» Texte fourni:
▼▼▼
Le saviez-vous : la première opération d’appendicectomie réussie et connue date de 1735, c’est le chirurgien anglais Claudius Amyand, qui l’a pratiqué le 6 décembre à Londres (Hôpital Saint Georges) sur un garçon de 11 ans. Le chirurgien a même donné son nom à une forme cheloue de l’appendicite : la hernie de Amyand. Dans les années 1880, les chirurgiens européens se bastonnaient pour prouver qu’ils étaient tous à l’origine de la première appendicectomie, lol, Claudius Amyand avait 150 ans d’avance. Au début du XXe siècle, on rend à César ce qui appartient à César et Claudius Amyand reçoit un titre posthume.
La préparation de Leonid Rogozov
Le 1er mai 1961, Leonid est fin prêt pour s’auto-opérer. Et franchement, c’est pas fastoche ; si Leonid n’a plus mal car il prend de nombreux antalgiques, il est malgré tout très faible et a de nombreux vertiges. De plus, il n’a pas une vue directe sur tous ses organes, il demande à plusieurs hommes de l’aider avec les instruments et avec un miroir afin d’avoir une meilleure perception. Enfin, niveau psychologique, c’est pas facile non plus. Tu t’imagines t’ouvrir le ventre, toi ? L’instinct de survie fait des merveilles.
▲▲▲
» Liste des consignes:
**a)** Répondez brièvement à partir du texte sur l'appendicectomie.
(i) En quelle année Claudius Amyand a-t-il pratiqué la première appendicectomie réussie et connue ?
(ii) Quel âge avait le garçon qu'il a opéré ?
(iii) À quelle date Leonid Rogozov est-il prêt à s'auto-opérer ?
**b)** Écrivez la suite du texte sur l'appendicectomie, en reprenant juste après sa dernière phrase.
Les items constituent un matériau distinct, sans lien avec le texte sur l'appendicectomie.

» Données présentées:
▼▼▼
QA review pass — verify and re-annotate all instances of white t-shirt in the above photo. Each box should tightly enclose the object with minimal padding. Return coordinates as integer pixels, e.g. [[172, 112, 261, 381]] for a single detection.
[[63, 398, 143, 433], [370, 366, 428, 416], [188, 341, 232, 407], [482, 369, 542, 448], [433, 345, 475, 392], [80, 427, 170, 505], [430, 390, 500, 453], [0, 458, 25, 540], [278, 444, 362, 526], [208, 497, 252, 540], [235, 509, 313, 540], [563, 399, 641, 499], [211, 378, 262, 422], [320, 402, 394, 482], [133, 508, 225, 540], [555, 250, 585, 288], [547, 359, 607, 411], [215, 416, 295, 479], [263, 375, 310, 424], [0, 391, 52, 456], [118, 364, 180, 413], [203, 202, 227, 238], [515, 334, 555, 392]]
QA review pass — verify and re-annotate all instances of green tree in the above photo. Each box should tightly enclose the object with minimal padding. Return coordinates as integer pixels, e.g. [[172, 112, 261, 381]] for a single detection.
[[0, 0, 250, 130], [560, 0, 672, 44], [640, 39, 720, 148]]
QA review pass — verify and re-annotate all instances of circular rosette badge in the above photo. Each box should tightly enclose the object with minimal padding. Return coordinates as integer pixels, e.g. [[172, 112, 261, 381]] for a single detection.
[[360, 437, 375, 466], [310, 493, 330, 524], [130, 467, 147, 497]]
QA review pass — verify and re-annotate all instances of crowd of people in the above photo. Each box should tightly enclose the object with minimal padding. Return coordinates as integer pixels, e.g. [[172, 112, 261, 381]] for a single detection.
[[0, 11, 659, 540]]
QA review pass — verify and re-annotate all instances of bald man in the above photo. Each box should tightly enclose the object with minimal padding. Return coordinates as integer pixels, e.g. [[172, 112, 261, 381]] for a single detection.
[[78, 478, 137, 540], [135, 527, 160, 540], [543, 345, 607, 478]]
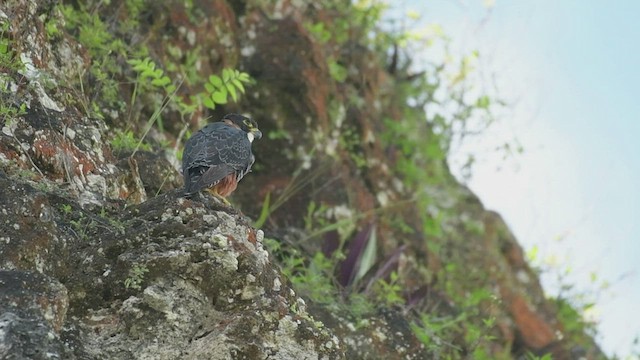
▲▲▲
» Vos réponses écrites:
**a)**
(i) En 1735.
(ii) 11 ans.
(iii) Le 1er mai 1961.

**b)**
Leonid Rogozov est à moitié couché, et donc à moitié assis, et il a le ventre complètement anesthésié. Un des météorologues joue le rôle de l’infirmier de bloc, il lui donne les instruments dont il a besoin et il tient le miroir. Autre difficulté pour Leonid Rogozov : il a une vue inversée de l’opération et c’est pas évident quand on connaît les gestes à exécuter dans un sens, et non dans un autre.
L’auto-appendicectomie de Leonid Rogozov
L’opération dure en tout et pour tout une heure et quarante cinq minutes. Ce n’est jamais aussi long en général, mais Rogozov doit faire de nombreuses pauses. Il est fatigué, fiévreux et il a les mains dans son propre ventre, on peut lui accorder quelques minutes pour reprendre ses esprits.
J’ai travaillé sans gants. Il était difficile de voir. Le miroir peut aider, mais il gène également , après tout, c’est présenté les choses à l’envers. Je travaille principalement par le toucher. Le saignement est assez important, mais je prends mon temps, j’essaye de travailler sûrement.
En ouvrant le péritoine, je me suis blessé l’intestin et j’ai dû le recoudre. Soudain, je pris conscience qu’il y a plus de blessures et que je ne les avais pas remarqués… Je suis de plus en plus faible, ma tête commence à tourner. Toutes les 4-5 minutes, je me repose pendant 20-25 secondes.
Pour voir les photos de l’opération c’est ici et ici (âmes légères, abstenez-vous de cliquer).
Enfin, le voici, le maudit appendice ! Avec horreur je vois la tache sombre à sa base. Cela signifie qu’il aurait fallu un jour de plus pour qu’il éclate et…
Au pire moment de l’ablation de l’appendice, je m’aperçois que mon cœur se bloque et ralentit sensiblement; mes mains sont comme du caoutchouc. Eh bien, je pense que ça va mal finir. Et tout ce qui restait, était l’ablation de l’appendice… Et puis, j’ai réalisé que, au fond, j’étais déjà sauvé.
Et effectivement, il l’est ! Il enlève lui même ses points du suture, il a pris des antibio et, quinze jours après l’opération, Leonid Rogozov est en forme, apte à reprendre le travail.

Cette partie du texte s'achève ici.